AIM: Please identify each line in the data below that contains the word "field" and copy those lines out. Matches must have the same case.

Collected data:
══════

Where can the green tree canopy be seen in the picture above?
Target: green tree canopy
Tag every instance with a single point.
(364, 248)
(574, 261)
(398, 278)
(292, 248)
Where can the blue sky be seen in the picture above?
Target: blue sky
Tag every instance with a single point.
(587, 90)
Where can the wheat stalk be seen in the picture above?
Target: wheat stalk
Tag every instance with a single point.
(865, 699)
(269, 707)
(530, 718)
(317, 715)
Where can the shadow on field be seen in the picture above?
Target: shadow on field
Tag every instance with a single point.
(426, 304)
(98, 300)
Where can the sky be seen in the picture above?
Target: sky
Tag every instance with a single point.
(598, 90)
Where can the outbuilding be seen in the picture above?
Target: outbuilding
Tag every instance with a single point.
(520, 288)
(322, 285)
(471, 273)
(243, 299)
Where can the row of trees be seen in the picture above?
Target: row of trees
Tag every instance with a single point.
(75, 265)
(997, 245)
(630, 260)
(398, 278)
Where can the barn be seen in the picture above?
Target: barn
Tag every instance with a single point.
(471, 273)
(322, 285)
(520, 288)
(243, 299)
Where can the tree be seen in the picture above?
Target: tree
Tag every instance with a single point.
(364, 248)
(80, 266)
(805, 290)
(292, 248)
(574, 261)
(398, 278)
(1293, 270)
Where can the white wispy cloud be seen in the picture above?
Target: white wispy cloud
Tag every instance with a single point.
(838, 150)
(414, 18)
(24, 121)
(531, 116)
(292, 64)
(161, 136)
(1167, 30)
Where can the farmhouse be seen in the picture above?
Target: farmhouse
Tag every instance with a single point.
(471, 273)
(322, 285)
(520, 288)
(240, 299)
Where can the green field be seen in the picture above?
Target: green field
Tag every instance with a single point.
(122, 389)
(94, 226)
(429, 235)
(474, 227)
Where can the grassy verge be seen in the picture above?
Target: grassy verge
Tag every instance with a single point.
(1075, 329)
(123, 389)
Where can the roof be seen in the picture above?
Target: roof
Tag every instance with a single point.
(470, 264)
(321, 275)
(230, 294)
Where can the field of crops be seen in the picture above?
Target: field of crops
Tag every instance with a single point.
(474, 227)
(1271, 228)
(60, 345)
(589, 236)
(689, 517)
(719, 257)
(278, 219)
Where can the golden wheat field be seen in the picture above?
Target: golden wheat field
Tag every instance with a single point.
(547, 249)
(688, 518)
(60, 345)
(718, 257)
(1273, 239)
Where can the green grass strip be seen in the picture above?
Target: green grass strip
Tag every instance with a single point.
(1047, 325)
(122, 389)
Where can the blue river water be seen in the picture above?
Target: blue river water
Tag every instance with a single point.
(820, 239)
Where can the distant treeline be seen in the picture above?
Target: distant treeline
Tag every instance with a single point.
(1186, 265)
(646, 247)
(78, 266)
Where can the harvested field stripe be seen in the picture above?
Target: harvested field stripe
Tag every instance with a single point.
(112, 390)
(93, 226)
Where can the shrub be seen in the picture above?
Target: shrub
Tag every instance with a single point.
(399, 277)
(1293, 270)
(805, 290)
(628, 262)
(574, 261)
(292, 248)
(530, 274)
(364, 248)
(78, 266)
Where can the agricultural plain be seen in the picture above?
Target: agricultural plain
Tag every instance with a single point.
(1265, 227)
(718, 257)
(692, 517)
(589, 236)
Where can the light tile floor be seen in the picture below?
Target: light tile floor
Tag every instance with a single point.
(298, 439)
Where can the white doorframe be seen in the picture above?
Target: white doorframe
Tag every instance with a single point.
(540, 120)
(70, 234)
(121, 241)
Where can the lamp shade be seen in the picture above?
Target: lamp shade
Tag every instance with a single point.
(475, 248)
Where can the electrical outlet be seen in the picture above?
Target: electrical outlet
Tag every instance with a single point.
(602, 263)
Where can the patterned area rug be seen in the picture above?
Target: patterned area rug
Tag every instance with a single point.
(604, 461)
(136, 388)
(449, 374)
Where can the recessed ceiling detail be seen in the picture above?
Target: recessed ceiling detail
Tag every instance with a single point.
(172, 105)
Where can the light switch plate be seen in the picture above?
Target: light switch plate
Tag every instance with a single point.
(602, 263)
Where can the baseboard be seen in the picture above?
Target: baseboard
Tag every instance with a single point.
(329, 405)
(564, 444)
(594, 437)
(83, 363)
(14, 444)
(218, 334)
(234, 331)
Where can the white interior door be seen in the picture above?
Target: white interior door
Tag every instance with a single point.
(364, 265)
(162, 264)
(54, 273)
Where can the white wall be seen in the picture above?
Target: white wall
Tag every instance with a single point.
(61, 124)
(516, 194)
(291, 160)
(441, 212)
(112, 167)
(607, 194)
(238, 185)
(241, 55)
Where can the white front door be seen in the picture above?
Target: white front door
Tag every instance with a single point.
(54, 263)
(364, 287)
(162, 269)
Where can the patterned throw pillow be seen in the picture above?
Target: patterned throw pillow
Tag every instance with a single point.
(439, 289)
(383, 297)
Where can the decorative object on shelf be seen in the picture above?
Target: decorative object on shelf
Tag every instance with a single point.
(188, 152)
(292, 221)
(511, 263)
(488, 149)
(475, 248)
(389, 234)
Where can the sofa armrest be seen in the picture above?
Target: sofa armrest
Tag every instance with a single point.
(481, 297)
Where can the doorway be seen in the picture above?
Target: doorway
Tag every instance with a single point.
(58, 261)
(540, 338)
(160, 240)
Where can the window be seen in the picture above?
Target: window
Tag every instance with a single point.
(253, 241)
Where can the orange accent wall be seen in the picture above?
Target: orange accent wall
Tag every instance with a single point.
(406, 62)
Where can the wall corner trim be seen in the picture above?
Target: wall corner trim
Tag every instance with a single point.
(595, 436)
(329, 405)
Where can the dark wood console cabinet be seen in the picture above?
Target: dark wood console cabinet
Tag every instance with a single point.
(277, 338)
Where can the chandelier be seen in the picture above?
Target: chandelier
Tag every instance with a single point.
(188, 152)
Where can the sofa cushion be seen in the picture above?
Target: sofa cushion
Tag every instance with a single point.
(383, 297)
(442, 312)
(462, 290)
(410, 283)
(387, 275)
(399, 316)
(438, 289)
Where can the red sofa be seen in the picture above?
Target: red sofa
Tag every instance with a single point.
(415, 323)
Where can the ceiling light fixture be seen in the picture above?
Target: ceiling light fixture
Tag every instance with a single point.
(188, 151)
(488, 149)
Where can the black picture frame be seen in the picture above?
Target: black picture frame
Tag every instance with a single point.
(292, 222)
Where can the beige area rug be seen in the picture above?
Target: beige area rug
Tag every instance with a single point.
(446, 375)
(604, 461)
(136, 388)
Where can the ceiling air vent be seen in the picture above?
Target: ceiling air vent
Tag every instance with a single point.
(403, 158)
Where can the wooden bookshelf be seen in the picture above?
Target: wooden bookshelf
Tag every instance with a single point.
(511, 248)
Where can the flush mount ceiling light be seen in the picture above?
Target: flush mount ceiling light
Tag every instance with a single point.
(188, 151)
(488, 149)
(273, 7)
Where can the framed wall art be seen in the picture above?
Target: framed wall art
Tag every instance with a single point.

══════

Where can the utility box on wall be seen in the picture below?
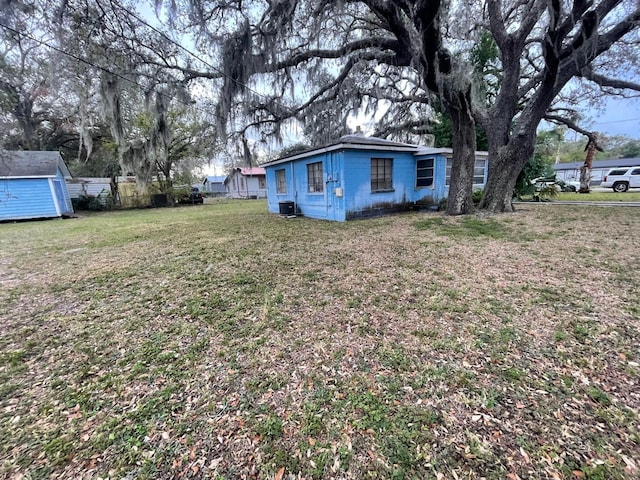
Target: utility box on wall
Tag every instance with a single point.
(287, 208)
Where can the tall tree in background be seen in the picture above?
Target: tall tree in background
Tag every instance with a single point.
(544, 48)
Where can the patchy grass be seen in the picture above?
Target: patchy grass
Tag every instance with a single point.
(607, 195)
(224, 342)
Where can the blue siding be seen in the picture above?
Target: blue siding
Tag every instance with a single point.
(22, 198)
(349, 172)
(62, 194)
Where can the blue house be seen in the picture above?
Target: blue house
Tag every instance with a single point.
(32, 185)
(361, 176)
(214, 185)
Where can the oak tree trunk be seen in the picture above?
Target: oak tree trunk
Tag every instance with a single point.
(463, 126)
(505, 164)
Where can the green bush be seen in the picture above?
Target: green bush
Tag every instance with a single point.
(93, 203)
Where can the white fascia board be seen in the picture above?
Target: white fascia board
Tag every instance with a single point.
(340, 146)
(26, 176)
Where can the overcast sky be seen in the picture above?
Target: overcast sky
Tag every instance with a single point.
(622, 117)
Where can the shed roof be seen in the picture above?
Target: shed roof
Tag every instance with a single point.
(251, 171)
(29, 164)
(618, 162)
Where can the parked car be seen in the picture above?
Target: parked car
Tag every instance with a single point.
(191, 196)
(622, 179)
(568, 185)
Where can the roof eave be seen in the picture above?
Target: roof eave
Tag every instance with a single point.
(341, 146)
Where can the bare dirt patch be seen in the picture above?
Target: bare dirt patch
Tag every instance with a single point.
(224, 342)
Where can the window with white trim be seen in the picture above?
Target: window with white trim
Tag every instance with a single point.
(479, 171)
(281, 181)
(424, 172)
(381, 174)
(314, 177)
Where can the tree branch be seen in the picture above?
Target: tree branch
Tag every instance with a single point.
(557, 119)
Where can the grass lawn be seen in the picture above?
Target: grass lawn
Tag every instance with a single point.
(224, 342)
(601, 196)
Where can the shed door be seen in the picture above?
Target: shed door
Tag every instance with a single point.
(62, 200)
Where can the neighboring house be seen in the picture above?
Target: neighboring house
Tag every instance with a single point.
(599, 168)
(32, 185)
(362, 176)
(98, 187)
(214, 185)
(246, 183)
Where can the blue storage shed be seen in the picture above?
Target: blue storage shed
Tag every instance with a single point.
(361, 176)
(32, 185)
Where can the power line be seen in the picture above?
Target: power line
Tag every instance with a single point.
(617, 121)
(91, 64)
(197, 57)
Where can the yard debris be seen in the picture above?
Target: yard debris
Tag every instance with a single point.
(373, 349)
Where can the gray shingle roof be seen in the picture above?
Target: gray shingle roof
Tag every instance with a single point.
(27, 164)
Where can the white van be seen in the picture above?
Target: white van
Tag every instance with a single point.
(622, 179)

══════

EXERCISE OUTPUT:
Where can the shadow on field be seen in the picture above?
Target: shadow on field
Where can the green field be seen in the picture above?
Target: green field
Where can the field of crops be seen in the picture above?
Target: field of crops
Where can the golden wheat field be seen in the picture above?
Target: golden wheat field
Where can the harvested field stripe be seen in the picture above?
Target: harvested field stripe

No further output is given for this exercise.